Your task:
Pull every line from the records below and copy each one word for word, with nothing changed.

[Collected data]
▽
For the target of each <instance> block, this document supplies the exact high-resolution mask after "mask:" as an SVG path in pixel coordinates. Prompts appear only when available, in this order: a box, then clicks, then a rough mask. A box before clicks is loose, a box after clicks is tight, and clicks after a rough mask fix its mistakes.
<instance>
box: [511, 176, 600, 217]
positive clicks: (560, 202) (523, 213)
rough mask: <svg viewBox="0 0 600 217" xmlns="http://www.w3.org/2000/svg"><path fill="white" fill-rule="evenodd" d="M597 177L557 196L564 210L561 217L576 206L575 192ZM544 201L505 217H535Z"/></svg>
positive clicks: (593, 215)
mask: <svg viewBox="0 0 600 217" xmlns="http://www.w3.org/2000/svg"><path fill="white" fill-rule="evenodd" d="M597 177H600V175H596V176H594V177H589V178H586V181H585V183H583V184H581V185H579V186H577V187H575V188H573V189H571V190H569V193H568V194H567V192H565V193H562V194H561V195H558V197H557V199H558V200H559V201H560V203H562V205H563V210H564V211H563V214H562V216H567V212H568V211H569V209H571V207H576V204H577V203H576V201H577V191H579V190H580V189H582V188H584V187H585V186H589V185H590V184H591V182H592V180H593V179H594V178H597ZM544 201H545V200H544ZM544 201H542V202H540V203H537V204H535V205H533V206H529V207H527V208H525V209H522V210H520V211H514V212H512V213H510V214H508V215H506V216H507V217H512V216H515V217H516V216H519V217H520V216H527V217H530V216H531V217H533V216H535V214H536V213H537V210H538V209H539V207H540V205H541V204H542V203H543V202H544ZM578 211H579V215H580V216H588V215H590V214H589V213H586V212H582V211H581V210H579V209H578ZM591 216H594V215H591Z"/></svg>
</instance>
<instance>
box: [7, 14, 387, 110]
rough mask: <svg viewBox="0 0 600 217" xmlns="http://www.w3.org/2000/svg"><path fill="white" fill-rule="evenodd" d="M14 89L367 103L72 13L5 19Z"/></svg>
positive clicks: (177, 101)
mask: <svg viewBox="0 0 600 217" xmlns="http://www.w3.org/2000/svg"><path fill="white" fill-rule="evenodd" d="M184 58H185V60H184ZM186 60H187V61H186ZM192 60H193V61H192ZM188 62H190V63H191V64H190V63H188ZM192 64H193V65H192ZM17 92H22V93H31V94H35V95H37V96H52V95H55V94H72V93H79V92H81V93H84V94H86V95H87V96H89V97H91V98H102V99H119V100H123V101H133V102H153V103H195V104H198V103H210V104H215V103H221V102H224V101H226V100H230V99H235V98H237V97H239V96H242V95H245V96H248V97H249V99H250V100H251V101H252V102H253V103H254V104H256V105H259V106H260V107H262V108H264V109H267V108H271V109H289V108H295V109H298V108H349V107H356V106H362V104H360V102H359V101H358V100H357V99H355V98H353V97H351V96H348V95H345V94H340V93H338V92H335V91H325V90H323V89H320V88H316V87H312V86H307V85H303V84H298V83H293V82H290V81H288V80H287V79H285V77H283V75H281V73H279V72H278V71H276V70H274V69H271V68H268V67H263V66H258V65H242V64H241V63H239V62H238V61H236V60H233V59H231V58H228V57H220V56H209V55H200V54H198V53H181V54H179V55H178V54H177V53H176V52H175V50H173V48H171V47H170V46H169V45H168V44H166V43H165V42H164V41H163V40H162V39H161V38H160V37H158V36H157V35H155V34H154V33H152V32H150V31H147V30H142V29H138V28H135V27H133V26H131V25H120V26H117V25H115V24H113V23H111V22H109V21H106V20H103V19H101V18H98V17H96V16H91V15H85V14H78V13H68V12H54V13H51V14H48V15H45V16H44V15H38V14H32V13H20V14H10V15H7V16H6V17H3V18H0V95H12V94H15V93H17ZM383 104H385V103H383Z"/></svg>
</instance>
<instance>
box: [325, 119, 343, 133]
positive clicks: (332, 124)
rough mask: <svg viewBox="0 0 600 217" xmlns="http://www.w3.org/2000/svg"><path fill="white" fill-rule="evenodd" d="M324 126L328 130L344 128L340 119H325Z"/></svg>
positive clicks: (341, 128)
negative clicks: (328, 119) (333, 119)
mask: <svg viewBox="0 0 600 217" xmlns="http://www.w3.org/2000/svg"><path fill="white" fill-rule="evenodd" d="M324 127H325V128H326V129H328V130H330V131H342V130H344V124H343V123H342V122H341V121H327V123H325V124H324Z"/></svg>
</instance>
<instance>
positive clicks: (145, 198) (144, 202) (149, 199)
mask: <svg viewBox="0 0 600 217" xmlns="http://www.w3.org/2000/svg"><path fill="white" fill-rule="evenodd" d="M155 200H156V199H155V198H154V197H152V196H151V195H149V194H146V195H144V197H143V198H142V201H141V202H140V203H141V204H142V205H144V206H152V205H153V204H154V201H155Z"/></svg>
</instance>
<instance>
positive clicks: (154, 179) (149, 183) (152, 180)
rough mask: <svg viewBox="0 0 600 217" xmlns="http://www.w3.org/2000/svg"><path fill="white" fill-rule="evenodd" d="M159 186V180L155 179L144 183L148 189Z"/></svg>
△
Answer:
For the target of each <instance> block, this document supplies the exact high-resolution mask after "mask:" as an SVG path in pixel coordinates. Prompts appear only when available, in this order: a box, then clicks, then a rough mask. A box before clicks is loose, a box after clicks is tight, and clicks after a rough mask fix its mistakes.
<instance>
box: [511, 176, 600, 217]
positive clicks: (560, 202) (523, 213)
rough mask: <svg viewBox="0 0 600 217" xmlns="http://www.w3.org/2000/svg"><path fill="white" fill-rule="evenodd" d="M597 177L557 196L564 210L561 217L576 206L575 192ZM544 201L505 217H535Z"/></svg>
positive clicks: (593, 215)
mask: <svg viewBox="0 0 600 217" xmlns="http://www.w3.org/2000/svg"><path fill="white" fill-rule="evenodd" d="M597 177H600V175H596V176H594V177H589V178H586V181H585V183H583V184H581V185H579V186H577V187H575V188H573V189H571V190H569V193H568V194H567V192H565V193H562V194H561V195H558V197H557V199H558V200H559V201H560V203H562V205H563V210H564V211H563V214H562V216H567V212H568V211H569V209H571V207H576V204H577V203H576V201H577V191H579V190H580V189H582V188H584V187H585V186H589V185H590V184H591V182H592V180H593V179H594V178H597ZM544 201H545V200H544ZM544 201H542V202H540V203H537V204H535V205H533V206H529V207H527V208H525V209H522V210H520V211H514V212H512V213H510V214H508V215H506V216H507V217H512V216H515V217H516V216H519V217H520V216H527V217H530V216H531V217H533V216H535V214H536V213H537V210H538V209H539V207H540V205H541V204H542V203H543V202H544ZM578 211H579V215H580V216H588V215H590V214H589V213H586V212H582V211H581V210H579V209H578ZM591 216H594V215H591Z"/></svg>
</instance>
<instance>
box: [7, 14, 387, 110]
rough mask: <svg viewBox="0 0 600 217" xmlns="http://www.w3.org/2000/svg"><path fill="white" fill-rule="evenodd" d="M14 89L367 103L72 13L5 19Z"/></svg>
positive clicks: (177, 101)
mask: <svg viewBox="0 0 600 217" xmlns="http://www.w3.org/2000/svg"><path fill="white" fill-rule="evenodd" d="M184 58H185V60H184ZM186 60H187V61H186ZM192 60H193V61H192ZM188 62H190V63H191V64H190V63H188ZM192 64H193V65H192ZM17 92H22V93H31V94H35V95H37V96H52V95H55V94H72V93H79V92H81V93H84V94H86V95H87V96H89V97H91V98H102V99H119V100H123V101H133V102H153V103H195V104H198V103H210V104H215V103H221V102H224V101H226V100H230V99H235V98H237V97H239V96H242V95H245V96H248V97H249V99H250V100H251V101H252V102H253V103H254V104H256V105H259V106H260V107H262V108H264V109H267V108H271V109H289V108H295V109H298V108H349V107H356V106H362V104H360V102H359V101H358V100H357V99H355V98H353V97H351V96H348V95H345V94H340V93H338V92H335V91H325V90H323V89H320V88H316V87H312V86H307V85H303V84H298V83H293V82H290V81H288V80H287V79H285V77H283V75H281V73H279V72H278V71H276V70H274V69H271V68H268V67H263V66H258V65H242V64H241V63H239V62H238V61H236V60H233V59H231V58H228V57H220V56H209V55H200V54H198V53H181V54H179V55H178V54H177V53H176V52H175V50H173V48H171V47H170V46H169V45H168V44H166V43H165V42H164V41H163V40H162V39H161V38H160V37H158V36H157V35H155V34H154V33H152V32H150V31H147V30H142V29H138V28H135V27H133V26H131V25H120V26H117V25H115V24H113V23H111V22H109V21H106V20H103V19H101V18H98V17H96V16H91V15H85V14H78V13H68V12H54V13H51V14H48V15H45V16H44V15H38V14H32V13H20V14H10V15H7V16H6V17H3V18H0V95H12V94H15V93H17ZM383 104H385V103H383Z"/></svg>
</instance>
<instance>
box: [325, 119, 343, 133]
positive clicks: (332, 124)
rough mask: <svg viewBox="0 0 600 217" xmlns="http://www.w3.org/2000/svg"><path fill="white" fill-rule="evenodd" d="M324 126L328 130L344 128L340 119H325Z"/></svg>
positive clicks: (341, 128)
negative clicks: (328, 119) (333, 119)
mask: <svg viewBox="0 0 600 217" xmlns="http://www.w3.org/2000/svg"><path fill="white" fill-rule="evenodd" d="M324 127H325V128H326V129H328V130H330V131H342V130H344V124H343V123H342V122H341V121H327V123H325V124H324Z"/></svg>
</instance>
<instance>
positive clicks: (145, 198) (144, 202) (149, 199)
mask: <svg viewBox="0 0 600 217" xmlns="http://www.w3.org/2000/svg"><path fill="white" fill-rule="evenodd" d="M155 200H156V199H155V198H154V197H152V196H151V195H149V194H146V195H144V197H143V198H142V201H141V202H140V203H141V204H142V205H144V206H152V205H153V204H154V201H155Z"/></svg>
</instance>
<instance>
positive clicks: (154, 179) (149, 183) (152, 180)
rough mask: <svg viewBox="0 0 600 217" xmlns="http://www.w3.org/2000/svg"><path fill="white" fill-rule="evenodd" d="M159 186V180L155 179L144 183L148 189Z"/></svg>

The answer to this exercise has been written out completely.